## Activity
Copy word for word the part of the article on homeless shelters and transgender people from "Related: Ben Carson" to "would be allowed to refuse transgender men.".

## Quoted passage
----------

Politics

Trump administration will let homeless shelters refuse transgender people

Ben Carson and Donald Trump
HUD Secretary Ben Carson and Donald Trump both ran in the 2016 Republican presidential primary. Photo: Shutterstock

The Trump administration announced that it is close to changing an Obama era rule so that homeless shelters can more easily refuse to take in transgender people.

The Department of Housing and Urban Development (HUD) announced in a release several changes to the Equal Access Rule, which was updated in 2016 under President Barack Obama to require those homeless shelters that receive HUD funding to house people according to their gender identity.

Related: Ben Carson tells Fox News he’s transphobic because the Bible & Chinese people

The Trump administration’s changes to the Equal Access Rule will allow homeless shelters to accept people according to either gender identity or “biological sex” (which, presumably, means sex assigned at birth). So a homeless shelter for women, under the new rule, would be allowed to refuse transgender women and a shelter for men would be allowed to refuse transgender men.

The announcement, though, says that shelters “must not discriminate based on sexual orientation or transgender status.” While the Trump administration refuses to use the generally accepted vocabulary for discussing transgender issues – making their statements confusing and unclear – this sentence may mean that a shelter that only accepts people assigned female at birth would not be allowed to refuse transgender men.

----------

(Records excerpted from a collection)
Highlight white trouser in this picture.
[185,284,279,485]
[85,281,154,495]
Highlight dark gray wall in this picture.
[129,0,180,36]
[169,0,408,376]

----------

## Output
Related: Ben Carson tells Fox News he’s transphobic because the Bible & Chinese people

The Trump administration’s changes to the Equal Access Rule will allow homeless shelters to accept people according to either gender identity or “biological sex” (which, presumably, means sex assigned at birth). So a homeless shelter for women, under the new rule, would be allowed to refuse transgender women and a shelter for men would be allowed to refuse transgender men.